Problem: Copy the entries below character for character, covering the stretch from their very start through the line that contains "pixel 300 253". Leave the pictures out of your copy.

Supplied entries:
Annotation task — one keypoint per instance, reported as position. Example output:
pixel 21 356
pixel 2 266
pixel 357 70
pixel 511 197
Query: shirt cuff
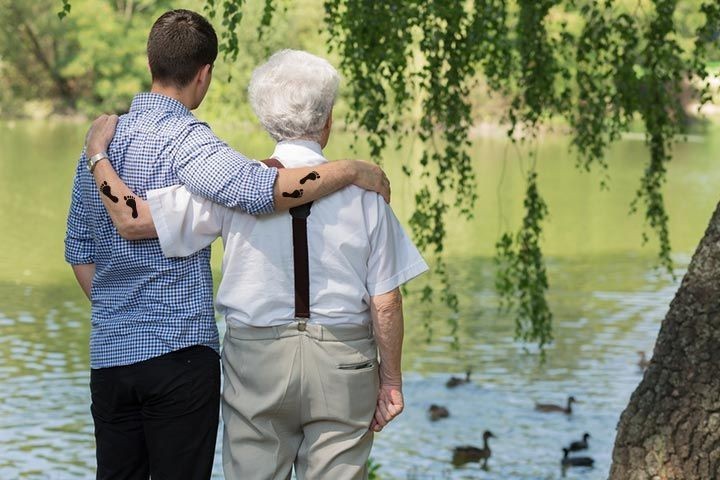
pixel 265 184
pixel 79 253
pixel 154 199
pixel 398 279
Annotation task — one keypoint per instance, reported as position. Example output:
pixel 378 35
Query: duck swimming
pixel 436 412
pixel 469 453
pixel 575 461
pixel 580 444
pixel 457 381
pixel 549 407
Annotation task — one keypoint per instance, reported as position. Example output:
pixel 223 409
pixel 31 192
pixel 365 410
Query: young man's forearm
pixel 387 317
pixel 296 186
pixel 84 274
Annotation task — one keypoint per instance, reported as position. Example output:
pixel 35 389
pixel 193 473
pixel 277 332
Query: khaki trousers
pixel 299 395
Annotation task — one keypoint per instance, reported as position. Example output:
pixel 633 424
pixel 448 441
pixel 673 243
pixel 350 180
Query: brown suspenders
pixel 300 253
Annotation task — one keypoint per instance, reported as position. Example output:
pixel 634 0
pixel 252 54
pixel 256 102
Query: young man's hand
pixel 100 134
pixel 390 404
pixel 369 176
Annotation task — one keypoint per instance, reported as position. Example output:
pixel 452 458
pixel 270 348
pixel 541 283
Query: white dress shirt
pixel 356 249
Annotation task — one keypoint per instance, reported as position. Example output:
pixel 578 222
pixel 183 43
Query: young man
pixel 300 365
pixel 155 376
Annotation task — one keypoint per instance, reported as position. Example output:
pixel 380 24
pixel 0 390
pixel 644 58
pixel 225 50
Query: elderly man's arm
pixel 387 318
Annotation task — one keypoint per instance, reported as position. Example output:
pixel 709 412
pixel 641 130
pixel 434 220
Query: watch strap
pixel 92 161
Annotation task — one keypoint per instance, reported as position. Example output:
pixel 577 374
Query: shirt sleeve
pixel 185 223
pixel 394 259
pixel 211 169
pixel 79 242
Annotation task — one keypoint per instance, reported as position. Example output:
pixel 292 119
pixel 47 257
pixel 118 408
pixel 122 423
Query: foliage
pixel 90 61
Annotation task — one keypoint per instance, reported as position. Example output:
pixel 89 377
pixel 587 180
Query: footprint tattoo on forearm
pixel 130 202
pixel 310 176
pixel 294 194
pixel 105 188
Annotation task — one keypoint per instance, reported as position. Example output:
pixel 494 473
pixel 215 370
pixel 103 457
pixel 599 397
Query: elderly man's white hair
pixel 293 94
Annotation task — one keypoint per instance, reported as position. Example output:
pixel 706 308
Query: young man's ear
pixel 204 74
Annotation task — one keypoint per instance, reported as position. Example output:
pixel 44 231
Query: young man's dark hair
pixel 180 43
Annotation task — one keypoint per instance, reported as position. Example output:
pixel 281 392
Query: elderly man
pixel 309 297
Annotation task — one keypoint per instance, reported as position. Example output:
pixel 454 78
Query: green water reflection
pixel 606 297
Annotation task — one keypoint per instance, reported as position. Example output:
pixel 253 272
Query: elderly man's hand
pixel 100 134
pixel 390 405
pixel 369 176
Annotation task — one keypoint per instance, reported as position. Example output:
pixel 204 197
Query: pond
pixel 607 297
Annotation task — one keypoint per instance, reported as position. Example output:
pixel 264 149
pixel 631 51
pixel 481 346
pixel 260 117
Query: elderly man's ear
pixel 326 131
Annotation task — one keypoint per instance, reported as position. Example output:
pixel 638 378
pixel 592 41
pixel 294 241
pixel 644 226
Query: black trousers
pixel 157 418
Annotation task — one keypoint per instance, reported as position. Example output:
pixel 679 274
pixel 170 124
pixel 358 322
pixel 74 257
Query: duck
pixel 580 444
pixel 436 412
pixel 457 381
pixel 469 453
pixel 575 461
pixel 549 407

Task answer:
Annotation task — one keypoint per instance, reported as position. Example output:
pixel 21 356
pixel 2 266
pixel 357 70
pixel 511 197
Query: shirt cuff
pixel 265 184
pixel 79 253
pixel 154 199
pixel 398 279
Annotation task — one keypoint per instance, reported as position. Example output:
pixel 378 35
Query: duck swimming
pixel 436 412
pixel 469 453
pixel 575 461
pixel 580 444
pixel 457 381
pixel 549 407
Annotation task — one keypoint per instance, reported as position. Example output:
pixel 223 409
pixel 31 192
pixel 365 410
Query: young man's forearm
pixel 387 317
pixel 296 186
pixel 84 274
Annotation task — one keypoint per instance, reported as position. Example output:
pixel 35 389
pixel 193 473
pixel 277 332
Query: khaki trousers
pixel 299 395
Annotation task — one keypoint per instance, reported as position. Example output:
pixel 633 424
pixel 448 441
pixel 673 243
pixel 350 180
Query: brown suspenders
pixel 300 253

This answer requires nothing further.